[Begin RECORD LIST]

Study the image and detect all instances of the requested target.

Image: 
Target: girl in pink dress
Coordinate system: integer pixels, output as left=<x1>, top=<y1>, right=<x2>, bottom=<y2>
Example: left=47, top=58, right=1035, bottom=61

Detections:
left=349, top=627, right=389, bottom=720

[End RECORD LIST]

Format every non-blank line of the items above as a Markdown table with two columns, Row and Text. Number the rows in order and leave out blank lines.

| Row | Text |
|---|---|
| 1 | Study the image and detect all instances of the requested target. |
| 2 | Image:  |
| 3 | Target: girl in pink dress |
| 4 | Coordinate system: integer pixels, output as left=<x1>, top=<y1>, right=<x2>, bottom=<y2> |
| 5 | Example: left=47, top=58, right=1035, bottom=61 |
| 6 | Detections: |
| 7 | left=349, top=627, right=389, bottom=720 |